## Problems to work on
1) Answer these questions from the article on Traveller accommodation:
(a) How many people died in the Carrickmines fire?
(b) What phrase did Ms Quilligan use to praise Travellers on the local committees?
(c) What does Ms Quilligan say Travellers are up against?
2) Pick up the article on Traveller accommodation and the Carrickmines fire after its final sentence, and keep writing it.

** START Text segment **

They also want an independent investigation into the circumstances of the Carrickmines fire in which 10 people died at a temporary halting site last month and an independent safety audit of all Traveller-specific accommodation.

Ms Quilligan said, following the Carrickmines tragedy, her community was “turning against” her.

“They are asking me, ‘What are you doing in Dublin? What are you going to Dublin for? Are you going for dinners? Are you getting something for it? – because your people are dead, your people are being discriminated against day in, day out.”

Travellers on the local committees were some of the “best advocates in the world” and yet were “disrespected, unheard and treated like eejits”, she said.

“We’re not stupid people. We are competent, able people. But we are up against a system that’s racist and destined to fail us no matter how hard we work. There are serious questions to be asked,” Ms Quilligan added.

“Why are people with racist agendas who represent people who do not like Travellers, who do not want Travellers in their areas, making decisions about Traveller accommodation? Why is our State colluding with this? Why are we colluding with this?”

** END Text segment **
** START Dataset rows **

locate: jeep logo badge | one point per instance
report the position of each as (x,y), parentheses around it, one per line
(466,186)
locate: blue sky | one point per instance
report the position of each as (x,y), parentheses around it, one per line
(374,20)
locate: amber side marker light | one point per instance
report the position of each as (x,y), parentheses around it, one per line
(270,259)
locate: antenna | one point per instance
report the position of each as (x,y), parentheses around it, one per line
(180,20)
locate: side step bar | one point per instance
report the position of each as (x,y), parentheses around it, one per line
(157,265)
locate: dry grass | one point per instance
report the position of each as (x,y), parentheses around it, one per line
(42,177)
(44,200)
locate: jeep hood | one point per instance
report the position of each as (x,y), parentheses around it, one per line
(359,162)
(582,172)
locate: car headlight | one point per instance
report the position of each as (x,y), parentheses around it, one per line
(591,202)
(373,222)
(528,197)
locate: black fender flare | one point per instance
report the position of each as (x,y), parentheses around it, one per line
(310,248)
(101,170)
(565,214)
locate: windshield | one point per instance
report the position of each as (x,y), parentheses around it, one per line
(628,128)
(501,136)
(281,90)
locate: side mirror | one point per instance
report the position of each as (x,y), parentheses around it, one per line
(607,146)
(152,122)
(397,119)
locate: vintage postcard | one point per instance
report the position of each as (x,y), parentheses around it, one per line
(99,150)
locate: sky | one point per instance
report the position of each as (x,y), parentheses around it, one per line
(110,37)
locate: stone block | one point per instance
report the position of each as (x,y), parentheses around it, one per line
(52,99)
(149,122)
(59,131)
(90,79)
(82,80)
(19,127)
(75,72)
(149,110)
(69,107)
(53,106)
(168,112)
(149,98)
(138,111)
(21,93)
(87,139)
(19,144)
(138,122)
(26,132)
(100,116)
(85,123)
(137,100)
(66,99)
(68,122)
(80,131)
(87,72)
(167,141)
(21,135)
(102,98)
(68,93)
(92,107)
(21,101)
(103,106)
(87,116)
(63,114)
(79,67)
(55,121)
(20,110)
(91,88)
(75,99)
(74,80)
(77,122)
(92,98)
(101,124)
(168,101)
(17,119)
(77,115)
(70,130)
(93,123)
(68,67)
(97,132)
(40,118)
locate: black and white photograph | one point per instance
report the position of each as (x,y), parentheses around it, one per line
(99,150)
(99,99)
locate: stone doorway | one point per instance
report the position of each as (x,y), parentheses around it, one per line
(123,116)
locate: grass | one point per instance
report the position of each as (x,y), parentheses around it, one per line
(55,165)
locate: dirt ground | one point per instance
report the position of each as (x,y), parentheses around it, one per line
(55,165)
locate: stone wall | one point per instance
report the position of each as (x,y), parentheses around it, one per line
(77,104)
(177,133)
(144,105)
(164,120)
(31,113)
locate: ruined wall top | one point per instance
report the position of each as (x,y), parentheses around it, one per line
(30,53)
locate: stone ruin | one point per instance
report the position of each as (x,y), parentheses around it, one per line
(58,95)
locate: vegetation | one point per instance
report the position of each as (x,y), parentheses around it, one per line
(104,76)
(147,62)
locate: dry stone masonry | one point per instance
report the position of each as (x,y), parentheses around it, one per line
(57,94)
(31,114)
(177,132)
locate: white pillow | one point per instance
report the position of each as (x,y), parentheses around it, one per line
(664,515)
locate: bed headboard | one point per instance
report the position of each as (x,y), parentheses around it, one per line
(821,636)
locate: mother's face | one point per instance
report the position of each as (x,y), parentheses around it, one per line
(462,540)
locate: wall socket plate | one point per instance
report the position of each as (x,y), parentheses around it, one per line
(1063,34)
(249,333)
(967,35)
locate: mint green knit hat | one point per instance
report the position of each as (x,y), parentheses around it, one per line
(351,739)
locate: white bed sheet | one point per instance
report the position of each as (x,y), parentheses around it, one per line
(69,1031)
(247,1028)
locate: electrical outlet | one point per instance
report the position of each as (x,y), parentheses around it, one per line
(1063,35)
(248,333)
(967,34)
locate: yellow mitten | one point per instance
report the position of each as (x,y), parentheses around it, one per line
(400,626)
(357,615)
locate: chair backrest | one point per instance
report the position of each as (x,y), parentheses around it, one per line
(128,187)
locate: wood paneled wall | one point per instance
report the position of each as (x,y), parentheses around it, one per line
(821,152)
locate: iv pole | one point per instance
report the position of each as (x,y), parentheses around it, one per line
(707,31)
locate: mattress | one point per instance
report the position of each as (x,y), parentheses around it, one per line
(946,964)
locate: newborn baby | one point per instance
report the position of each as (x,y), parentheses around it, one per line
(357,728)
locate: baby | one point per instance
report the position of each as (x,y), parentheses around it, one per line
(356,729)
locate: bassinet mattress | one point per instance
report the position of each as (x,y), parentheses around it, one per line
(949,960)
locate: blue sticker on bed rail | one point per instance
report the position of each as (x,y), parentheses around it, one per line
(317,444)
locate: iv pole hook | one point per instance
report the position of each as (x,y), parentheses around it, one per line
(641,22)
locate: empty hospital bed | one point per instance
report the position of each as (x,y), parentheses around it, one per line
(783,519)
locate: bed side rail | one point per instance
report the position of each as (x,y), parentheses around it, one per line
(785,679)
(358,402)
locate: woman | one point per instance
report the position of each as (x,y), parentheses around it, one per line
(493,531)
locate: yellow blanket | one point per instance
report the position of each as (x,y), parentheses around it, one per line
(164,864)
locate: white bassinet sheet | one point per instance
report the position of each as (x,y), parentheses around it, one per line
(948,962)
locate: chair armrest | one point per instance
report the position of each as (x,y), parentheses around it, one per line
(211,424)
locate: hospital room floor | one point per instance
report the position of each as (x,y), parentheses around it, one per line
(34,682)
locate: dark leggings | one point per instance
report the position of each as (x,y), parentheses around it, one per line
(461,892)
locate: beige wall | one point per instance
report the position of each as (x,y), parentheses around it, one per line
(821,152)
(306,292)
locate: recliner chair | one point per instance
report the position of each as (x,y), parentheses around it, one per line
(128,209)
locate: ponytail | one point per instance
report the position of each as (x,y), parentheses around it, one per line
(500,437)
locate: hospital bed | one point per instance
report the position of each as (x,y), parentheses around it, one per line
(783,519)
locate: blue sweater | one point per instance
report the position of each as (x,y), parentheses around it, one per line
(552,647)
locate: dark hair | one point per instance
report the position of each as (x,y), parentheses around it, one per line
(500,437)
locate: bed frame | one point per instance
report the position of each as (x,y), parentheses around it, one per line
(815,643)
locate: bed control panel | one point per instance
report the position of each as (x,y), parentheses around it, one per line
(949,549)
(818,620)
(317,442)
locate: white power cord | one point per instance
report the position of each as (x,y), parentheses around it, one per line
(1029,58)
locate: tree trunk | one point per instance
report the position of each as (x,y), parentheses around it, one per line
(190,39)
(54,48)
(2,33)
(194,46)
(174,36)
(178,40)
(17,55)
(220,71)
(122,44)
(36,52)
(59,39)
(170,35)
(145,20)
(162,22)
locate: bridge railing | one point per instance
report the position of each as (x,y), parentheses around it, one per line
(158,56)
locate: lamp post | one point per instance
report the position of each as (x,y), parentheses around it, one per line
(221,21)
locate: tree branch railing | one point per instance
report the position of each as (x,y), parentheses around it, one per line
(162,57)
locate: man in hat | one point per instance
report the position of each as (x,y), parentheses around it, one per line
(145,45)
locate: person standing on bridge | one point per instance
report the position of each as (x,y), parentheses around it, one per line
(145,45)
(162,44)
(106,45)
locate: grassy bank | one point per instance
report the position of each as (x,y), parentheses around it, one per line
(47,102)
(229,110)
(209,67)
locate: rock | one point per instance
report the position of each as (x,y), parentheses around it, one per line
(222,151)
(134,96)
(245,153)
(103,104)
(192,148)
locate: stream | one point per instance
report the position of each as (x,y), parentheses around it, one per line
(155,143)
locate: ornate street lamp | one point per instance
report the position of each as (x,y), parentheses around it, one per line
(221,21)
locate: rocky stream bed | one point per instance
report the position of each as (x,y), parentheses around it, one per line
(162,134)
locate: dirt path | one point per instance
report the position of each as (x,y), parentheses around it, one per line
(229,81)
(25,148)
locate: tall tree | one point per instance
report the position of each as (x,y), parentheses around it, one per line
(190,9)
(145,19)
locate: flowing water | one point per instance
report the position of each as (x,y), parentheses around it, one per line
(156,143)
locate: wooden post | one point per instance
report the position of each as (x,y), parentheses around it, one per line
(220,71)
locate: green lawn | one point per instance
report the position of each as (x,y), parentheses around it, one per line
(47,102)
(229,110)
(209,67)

** END Dataset rows **

## Answer list
1)
(a) 10 people.
(b) Some of the "best advocates in the world."
(c) A system that's racist and destined to fail them no matter how hard they work.

2)
She said that after 17 years the local committees were not working and there continues to be “an increase in families sharing facilities with others having no access to services”.

Over the five-year period from 2009-2013, Ms Quilligan said, just nine local authorities fulfilled their own Traveller accommodation targets. The community demanded action, she added.

Government and local authority officials were present as the Travellers and several advocates left. Chair of the NTACC, Eoin O’Sullivan, described their action an “insult to the organisers of the conference”.

Martin Collins of Pavee Point said he was "really pleased" with the protest. It was not a "general disengagement from the process", he said.

“But we demand that things have to change. We will meet in the next few days to see where we go from here.”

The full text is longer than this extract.